::: SOURCE TEXT
Popeye Doyle with police back-up at the climax of The French Connection.

Scott, have you seen The Warriors lately? It’s way more cheesy than gritty, although I know what you mean about it being a not very realistic view of the city. And I agree that The French Connection is a great time capsule of early 1970s New York as well as a realistic representation of life in the Big Apple that still holds true today (with the exception of the fashions worn, types of vehicles on display and the fact that no one has a cell phone).

The realism of the famous car chase scene was helped by the fact that one of the crashes was real. A man on his way to work and unaware of the filming inadvertently drove into the shot at the corner of Stillwell Avenue and 86th Street. It looked so good they kept it in the finished movie. Another thing adding to the realism is the fact that both the conductor and motorman on the train were actual MTA employees. They wouldn’t allow an actor to operate the train.
::::::
WHAT THE EXERCISE ASKS >>
From the passage on The French Connection, return the words starting at "Popeye Doyle with" and stopping after "a cell phone).", copied exactly.
::: EXTRACTED MATERIAL
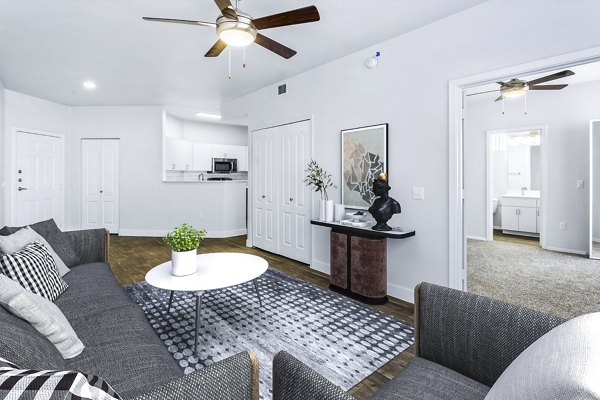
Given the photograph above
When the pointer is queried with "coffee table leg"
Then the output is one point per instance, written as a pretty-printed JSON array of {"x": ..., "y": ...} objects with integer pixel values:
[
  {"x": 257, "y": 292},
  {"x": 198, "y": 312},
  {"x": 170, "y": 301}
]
::::::
::: EXTRACTED MATERIAL
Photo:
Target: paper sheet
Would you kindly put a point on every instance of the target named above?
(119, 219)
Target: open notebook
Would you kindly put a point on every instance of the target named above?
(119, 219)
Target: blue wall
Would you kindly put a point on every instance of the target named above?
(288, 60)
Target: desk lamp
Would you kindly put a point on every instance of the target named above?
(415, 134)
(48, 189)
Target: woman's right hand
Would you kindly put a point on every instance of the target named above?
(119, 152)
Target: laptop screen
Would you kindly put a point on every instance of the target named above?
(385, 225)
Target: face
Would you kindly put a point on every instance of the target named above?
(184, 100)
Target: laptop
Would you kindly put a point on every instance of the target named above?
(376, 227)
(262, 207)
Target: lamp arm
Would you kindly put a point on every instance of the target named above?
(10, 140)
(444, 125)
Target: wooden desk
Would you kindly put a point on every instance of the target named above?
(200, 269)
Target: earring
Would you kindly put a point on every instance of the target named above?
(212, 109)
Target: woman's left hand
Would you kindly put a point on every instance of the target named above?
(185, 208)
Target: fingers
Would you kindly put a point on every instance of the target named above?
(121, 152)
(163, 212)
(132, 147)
::::::
::: EXTRACTED MATERIAL
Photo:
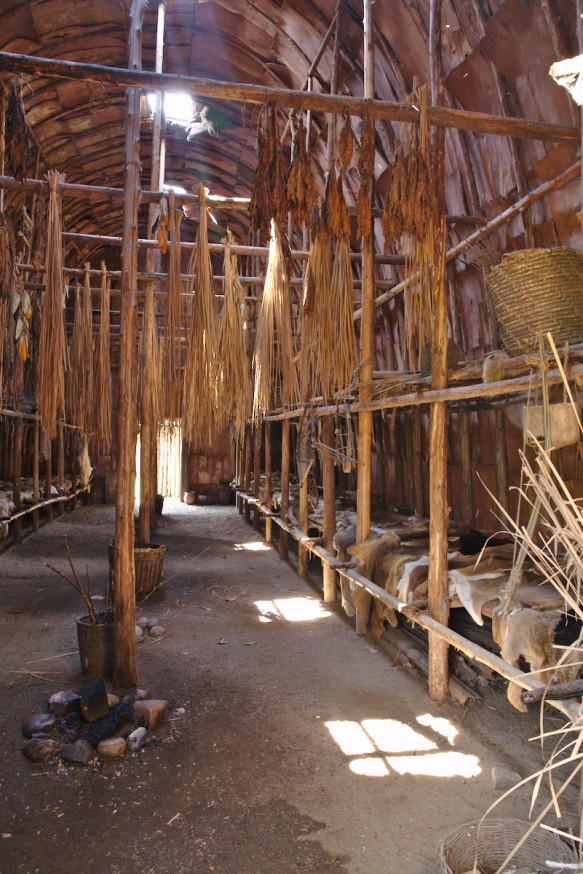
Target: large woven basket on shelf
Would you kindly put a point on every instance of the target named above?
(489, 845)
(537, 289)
::::::
SOLUTION TO THIS TASK >>
Popeye Doyle with police back-up at the climax of The French Connection.

Scott, have you seen The Warriors lately? It’s way more cheesy than gritty, although I know what you mean about it being a not very realistic view of the city. And I agree that The French Connection is a great time capsule of early 1970s New York as well as a realistic representation of life in the Big Apple that still holds true today (with the exception of the fashions worn, types of vehicles on display and the fact that no one has a cell phone).